--- Problem details ---
Please repeat the data exactly, leaving nothing out.

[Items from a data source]
--- START ---

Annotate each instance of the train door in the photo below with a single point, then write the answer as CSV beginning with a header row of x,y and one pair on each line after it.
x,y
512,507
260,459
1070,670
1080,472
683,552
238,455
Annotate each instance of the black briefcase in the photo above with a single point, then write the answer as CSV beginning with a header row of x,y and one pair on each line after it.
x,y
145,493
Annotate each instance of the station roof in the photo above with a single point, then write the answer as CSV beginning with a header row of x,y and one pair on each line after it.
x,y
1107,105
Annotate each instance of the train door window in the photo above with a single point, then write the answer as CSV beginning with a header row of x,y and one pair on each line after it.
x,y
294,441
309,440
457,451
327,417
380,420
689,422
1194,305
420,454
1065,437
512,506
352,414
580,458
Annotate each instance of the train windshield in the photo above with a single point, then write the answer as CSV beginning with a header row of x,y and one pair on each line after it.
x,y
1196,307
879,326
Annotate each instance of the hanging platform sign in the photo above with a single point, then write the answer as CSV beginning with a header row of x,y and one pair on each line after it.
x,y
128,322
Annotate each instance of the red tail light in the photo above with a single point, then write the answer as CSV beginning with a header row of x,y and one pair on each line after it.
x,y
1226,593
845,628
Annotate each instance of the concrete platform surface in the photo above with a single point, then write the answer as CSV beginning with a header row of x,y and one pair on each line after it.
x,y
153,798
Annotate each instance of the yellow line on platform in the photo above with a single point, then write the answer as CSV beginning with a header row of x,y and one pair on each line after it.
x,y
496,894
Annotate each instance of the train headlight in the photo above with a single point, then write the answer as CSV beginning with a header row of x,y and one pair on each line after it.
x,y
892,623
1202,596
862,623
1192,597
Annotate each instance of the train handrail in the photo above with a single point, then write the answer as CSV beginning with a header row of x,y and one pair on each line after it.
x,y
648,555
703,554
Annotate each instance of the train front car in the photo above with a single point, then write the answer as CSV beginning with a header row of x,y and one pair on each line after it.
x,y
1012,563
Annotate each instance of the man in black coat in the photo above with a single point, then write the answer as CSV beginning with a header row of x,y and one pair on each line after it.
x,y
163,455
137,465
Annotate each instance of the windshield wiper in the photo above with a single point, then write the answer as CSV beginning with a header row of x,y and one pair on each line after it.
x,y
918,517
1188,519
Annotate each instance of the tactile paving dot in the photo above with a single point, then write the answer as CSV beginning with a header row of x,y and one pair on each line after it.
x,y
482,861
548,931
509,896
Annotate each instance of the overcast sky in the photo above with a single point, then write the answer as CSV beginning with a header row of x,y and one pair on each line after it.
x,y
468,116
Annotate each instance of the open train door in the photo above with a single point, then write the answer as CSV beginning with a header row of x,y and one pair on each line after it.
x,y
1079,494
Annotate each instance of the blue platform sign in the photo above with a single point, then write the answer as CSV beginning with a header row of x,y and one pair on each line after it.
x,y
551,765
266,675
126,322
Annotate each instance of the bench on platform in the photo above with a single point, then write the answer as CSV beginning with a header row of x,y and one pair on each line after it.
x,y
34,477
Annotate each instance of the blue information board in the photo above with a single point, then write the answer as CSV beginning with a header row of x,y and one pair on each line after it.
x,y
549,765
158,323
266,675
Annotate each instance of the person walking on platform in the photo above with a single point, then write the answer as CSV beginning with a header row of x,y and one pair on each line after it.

--- END ---

--- Answer section ---
Annotate each instance of the train door in the photo below with a single point, then write the answer as CSV beginning with a header row of x,y and one pair on each line after it.
x,y
512,507
260,459
1070,670
1080,472
683,552
238,455
Annotate each instance of the black briefcase in the photo above with a single point, then write the answer as CSV beginning with a header row of x,y and one pair on each line after it.
x,y
145,493
Annotate each instance of the station roof in the photo above with a single point, then write the answer as CSV beginning with a header row of x,y and one pair on each line after it.
x,y
1107,105
Annotate each instance of the train door window in the photo above with a single point, then write the answer as CSV beginning with a header row of x,y and one pair on each line after it.
x,y
294,441
309,440
457,451
327,417
380,420
689,422
1194,305
420,454
1065,437
512,506
352,414
580,458
Annotate each instance of the train windshield in the photo above with a single point, then write the answer as CSV beginning with a header row of x,y and one pair on each line after it.
x,y
1196,307
879,326
Annotate each instance of the hanging platform sign in the photo above with a single point, then write the answer as CSV beginning with a header row of x,y and one pair on each line after it.
x,y
128,322
Annotate each instance of the red tail light in the photo above with a single point, then write the answer as CSV beginning with a header row of x,y and one pair on each line after it.
x,y
1226,593
845,628
Annotate each instance of the concrete platform surface in the photo above with a single point, then write the answer as CSV beginning with a header row of x,y and one pair on each line after it.
x,y
153,798
Annotate each instance of the yellow line on platform in the photo above with a single point, then write the answer as CSV beginning with a header row of x,y and one pair on each line after it.
x,y
496,894
Annotate each instance of the train headlight in the photo above with a single point, then write the answer as CSV beginning with a header row of x,y and one pair on each line after it.
x,y
892,623
1202,596
862,623
1192,597
Annotate each instance of the train handrail in the photo above with a single point, then write the answer as CSV beginning with a header row of x,y and one pair on each line after it.
x,y
648,555
703,554
Annotate each instance of the train front car in the photo above with a single point, then write the answer as CSV beginning with a header row of x,y and one pair on each line after it.
x,y
1012,563
Annotate each instance of the man in black coat in the photo above with a single point, then write the answer as CSV beginning with a header row of x,y and one pair on each line after it.
x,y
163,455
137,465
Annotate each instance of the windshield wiper in the photo above with a single point, then write the answer as CSV beginning with a header row of x,y and one pair on each line after it.
x,y
918,517
1188,519
Annotate each instance of the tactile paving dot in the photo above with a single point, then write the answer as CSV beginning with a header row of x,y and one pair on each line after it.
x,y
482,861
548,931
509,896
Annotate each instance of the overcast sky in the photo above with a single point, then write the answer as CSV beginning with a header row of x,y and one pair on each line after it.
x,y
468,116
Annotate each instance of the open train door in the photo above with a single point, then write the answer as CSV beginning with a header row of x,y and one pair on each line after it.
x,y
1079,494
Annotate each instance of the blue platform sign in the photo above with a single point, then write the answer as CSV beginning with a header row of x,y and one pair on each line after it.
x,y
551,765
266,675
126,322
Annotate each instance of the bench on platform in the photo above with a single point, then write the answer as CSV beginning with a header row of x,y and one pair on each line after it.
x,y
34,477
Annotate each instance of the blue information board in the photo above with a single point, then write the answer as CSV beginning with a header row of x,y and one pair on each line after it.
x,y
549,765
158,323
266,675
Annotate each instance of the person walking on platform in the photo above with a single point, then write the answer as CSV beginning with a header row of x,y and one pair on each line after it.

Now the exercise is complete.